**AIM OF THE EXERCISE:**
Starting with the line that contains "of the shadow" and going on through the end of the records, rewrite those lines with "Quickstart" swapped for "Getting Started" and everything else left as it is.

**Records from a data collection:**
◇ ◇ ◇ ◇

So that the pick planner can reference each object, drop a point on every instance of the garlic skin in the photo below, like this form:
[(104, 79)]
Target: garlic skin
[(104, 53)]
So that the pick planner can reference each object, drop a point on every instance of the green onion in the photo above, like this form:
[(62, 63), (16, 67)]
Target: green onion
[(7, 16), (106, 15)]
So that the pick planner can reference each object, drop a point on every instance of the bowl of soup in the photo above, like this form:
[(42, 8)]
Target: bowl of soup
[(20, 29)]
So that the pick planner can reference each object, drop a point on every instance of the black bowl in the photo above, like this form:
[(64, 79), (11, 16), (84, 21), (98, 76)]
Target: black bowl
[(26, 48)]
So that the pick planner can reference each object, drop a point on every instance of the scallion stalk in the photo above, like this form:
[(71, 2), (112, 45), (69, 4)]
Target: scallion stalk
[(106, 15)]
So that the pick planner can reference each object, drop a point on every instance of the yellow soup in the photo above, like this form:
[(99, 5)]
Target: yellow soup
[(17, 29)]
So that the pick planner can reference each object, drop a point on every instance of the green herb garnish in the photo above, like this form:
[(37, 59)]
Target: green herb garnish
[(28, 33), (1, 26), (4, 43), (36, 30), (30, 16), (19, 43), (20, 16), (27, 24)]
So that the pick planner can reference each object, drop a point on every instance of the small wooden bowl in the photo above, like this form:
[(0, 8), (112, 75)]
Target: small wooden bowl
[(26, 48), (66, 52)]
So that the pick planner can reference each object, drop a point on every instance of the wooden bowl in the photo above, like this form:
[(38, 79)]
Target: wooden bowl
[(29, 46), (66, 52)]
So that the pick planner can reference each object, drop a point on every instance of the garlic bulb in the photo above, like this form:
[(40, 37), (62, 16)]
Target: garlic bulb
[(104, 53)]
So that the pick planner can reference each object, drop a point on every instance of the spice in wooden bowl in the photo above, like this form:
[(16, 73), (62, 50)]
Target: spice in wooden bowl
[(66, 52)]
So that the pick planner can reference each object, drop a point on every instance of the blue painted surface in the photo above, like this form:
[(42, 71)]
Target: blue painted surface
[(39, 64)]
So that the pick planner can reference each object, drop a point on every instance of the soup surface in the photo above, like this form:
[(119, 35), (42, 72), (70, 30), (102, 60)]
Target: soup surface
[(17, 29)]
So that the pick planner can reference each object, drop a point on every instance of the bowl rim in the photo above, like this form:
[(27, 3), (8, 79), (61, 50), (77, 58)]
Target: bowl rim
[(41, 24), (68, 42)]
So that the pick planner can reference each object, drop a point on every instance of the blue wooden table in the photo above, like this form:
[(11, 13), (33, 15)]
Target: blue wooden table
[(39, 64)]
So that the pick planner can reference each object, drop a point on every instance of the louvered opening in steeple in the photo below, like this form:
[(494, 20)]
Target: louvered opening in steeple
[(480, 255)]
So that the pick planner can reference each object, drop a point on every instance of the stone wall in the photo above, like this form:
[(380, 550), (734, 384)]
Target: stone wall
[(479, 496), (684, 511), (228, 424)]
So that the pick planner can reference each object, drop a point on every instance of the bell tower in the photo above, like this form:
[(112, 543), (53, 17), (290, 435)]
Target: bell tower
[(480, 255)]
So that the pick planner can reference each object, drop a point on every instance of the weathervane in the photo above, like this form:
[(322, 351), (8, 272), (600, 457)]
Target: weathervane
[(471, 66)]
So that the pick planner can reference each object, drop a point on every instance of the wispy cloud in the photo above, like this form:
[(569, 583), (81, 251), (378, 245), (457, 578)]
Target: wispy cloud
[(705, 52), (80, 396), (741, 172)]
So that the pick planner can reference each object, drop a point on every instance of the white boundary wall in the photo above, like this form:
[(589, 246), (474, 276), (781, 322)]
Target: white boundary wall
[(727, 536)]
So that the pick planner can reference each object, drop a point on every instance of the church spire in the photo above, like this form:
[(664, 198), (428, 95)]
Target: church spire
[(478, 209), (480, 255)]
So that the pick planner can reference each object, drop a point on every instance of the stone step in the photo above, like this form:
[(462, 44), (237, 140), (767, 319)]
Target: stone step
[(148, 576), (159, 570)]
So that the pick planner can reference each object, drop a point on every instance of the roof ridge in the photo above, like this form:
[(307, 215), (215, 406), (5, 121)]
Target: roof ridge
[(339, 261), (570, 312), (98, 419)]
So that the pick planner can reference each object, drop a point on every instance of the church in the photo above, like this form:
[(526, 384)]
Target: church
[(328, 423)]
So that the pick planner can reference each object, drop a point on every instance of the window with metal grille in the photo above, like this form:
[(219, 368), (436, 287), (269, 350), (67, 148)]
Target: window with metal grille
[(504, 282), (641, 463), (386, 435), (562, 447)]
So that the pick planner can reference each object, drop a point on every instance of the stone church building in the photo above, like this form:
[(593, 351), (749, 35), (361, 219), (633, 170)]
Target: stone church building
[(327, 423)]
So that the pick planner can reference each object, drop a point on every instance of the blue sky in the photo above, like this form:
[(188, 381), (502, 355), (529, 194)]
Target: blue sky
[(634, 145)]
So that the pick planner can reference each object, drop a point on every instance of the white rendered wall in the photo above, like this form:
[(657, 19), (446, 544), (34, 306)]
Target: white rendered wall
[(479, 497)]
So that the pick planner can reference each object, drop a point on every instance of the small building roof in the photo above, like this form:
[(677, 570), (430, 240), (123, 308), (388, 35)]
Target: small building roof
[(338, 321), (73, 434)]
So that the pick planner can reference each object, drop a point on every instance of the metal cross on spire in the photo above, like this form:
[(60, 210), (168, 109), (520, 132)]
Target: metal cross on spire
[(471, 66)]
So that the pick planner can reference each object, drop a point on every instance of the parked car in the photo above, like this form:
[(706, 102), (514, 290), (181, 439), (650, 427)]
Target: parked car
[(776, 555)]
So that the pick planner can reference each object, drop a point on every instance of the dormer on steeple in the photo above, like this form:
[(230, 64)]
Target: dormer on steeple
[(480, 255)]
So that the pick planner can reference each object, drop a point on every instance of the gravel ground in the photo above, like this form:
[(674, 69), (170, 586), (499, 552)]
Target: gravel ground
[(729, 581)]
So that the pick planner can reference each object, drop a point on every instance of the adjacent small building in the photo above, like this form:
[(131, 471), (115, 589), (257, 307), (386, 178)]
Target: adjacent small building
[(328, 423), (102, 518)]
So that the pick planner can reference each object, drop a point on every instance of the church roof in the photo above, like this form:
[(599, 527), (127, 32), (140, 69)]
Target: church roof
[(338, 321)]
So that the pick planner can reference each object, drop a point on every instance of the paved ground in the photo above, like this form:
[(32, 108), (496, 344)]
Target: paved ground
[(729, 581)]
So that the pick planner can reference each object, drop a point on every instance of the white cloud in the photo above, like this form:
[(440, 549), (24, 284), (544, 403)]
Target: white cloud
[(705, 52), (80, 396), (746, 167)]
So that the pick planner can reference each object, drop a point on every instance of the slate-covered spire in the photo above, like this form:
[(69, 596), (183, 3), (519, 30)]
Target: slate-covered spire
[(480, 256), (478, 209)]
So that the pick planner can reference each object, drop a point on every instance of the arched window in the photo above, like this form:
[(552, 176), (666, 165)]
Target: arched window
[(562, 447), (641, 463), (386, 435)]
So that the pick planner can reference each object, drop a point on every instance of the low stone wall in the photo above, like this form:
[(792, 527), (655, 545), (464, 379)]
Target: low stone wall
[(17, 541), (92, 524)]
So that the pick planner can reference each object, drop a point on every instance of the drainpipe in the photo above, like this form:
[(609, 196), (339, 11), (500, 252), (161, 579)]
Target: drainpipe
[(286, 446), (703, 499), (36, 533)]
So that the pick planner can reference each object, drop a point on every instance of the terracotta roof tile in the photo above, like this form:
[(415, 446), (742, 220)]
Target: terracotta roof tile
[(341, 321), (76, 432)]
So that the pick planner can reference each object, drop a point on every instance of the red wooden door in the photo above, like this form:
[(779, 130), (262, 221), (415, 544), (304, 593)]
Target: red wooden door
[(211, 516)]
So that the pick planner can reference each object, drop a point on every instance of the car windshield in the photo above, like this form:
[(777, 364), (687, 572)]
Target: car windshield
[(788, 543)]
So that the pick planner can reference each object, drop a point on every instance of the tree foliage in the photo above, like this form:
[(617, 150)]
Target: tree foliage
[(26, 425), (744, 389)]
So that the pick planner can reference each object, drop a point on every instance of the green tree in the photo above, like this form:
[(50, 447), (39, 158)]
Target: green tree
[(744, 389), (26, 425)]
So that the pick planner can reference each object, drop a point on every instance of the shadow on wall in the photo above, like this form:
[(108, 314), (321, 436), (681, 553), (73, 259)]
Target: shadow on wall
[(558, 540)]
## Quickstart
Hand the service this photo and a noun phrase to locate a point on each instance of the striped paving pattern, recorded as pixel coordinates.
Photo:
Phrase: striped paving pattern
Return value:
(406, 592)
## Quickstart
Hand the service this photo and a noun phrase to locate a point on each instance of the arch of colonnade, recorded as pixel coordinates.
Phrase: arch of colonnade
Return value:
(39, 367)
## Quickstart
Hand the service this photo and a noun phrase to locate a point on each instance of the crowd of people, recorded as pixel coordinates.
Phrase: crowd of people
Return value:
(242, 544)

◇ ◇ ◇ ◇

**SOLVED PROBLEM:**
So that the pick planner can reference each object, drop a point on every instance of the shadow on wall in the photo above, like this form:
[(108, 314), (321, 436), (681, 553), (73, 259)]
Target: shadow on wall
[(558, 540)]
## Getting Started
Hand the service this photo and a noun phrase to locate a point on each instance of the striped paving pattern, recorded as pixel coordinates.
Photo:
Phrase: striped paving pattern
Return value:
(406, 592)
## Getting Started
Hand the service this photo and a noun phrase to locate a point on each instance of the arch of colonnade, recorded as pixel coordinates.
Phrase: arch of colonnade
Return value:
(39, 367)
## Getting Started
Hand the service this photo and a noun phrase to locate a point on each instance of the crowd of people, recorded as pixel coordinates.
Phrase: crowd of people
Return value:
(242, 544)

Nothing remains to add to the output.